EXERCISE :: Repeat the material exactly as it appears.

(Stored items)
+ + + + +

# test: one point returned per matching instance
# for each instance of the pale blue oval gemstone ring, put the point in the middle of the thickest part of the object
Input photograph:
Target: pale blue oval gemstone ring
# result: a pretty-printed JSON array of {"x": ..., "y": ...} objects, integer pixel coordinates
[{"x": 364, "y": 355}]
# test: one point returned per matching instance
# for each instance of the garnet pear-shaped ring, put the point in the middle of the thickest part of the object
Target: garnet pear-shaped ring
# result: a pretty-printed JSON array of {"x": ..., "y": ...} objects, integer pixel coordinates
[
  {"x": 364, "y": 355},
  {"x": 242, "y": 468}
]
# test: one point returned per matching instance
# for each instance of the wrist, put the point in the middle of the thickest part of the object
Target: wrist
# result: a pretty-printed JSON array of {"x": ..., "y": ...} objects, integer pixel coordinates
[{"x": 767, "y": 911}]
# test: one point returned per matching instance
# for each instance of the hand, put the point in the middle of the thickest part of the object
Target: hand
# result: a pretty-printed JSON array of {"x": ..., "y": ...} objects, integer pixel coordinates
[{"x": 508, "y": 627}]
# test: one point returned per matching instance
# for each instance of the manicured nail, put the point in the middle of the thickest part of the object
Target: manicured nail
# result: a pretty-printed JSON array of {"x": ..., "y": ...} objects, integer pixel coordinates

+ + + + +

EXERCISE RESPONSE ::
# test: one point returned per matching instance
# for each instance of the pale blue oval gemstone ring, put the point in the middle of the thickest part of the object
Input photograph:
Target: pale blue oval gemstone ring
# result: a pretty-printed JSON array of {"x": ..., "y": ...} objects, integer pixel coordinates
[{"x": 364, "y": 355}]
# test: one point returned per matching instance
# for each instance of the garnet pear-shaped ring, put the point in the middle of the thickest part of the object
Target: garnet pear-shaped ring
# result: a pretty-printed JSON array of {"x": ..., "y": ...} objects, integer pixel coordinates
[
  {"x": 364, "y": 355},
  {"x": 242, "y": 468}
]
# test: one point returned per matching instance
# for each instance of the wrist, put the point in the middle of the thickest part of the object
Target: wrist
# result: a pretty-printed JSON array of {"x": ..., "y": ...} objects, integer pixel coordinates
[{"x": 767, "y": 911}]
# test: one point returned per matching instance
# for each instance of the hand, put the point in the middle of the thickest part of the object
Target: hand
# result: a pretty-printed JSON array of {"x": ..., "y": ...} objects, integer pixel coordinates
[{"x": 508, "y": 627}]
# test: one point returned per matching instance
# for each instance of the manicured nail, put the point in the middle of the thickest part of the object
Target: manicured nail
# result: a pretty-printed JSON array of {"x": ..., "y": ...} objects, integer pixel coordinates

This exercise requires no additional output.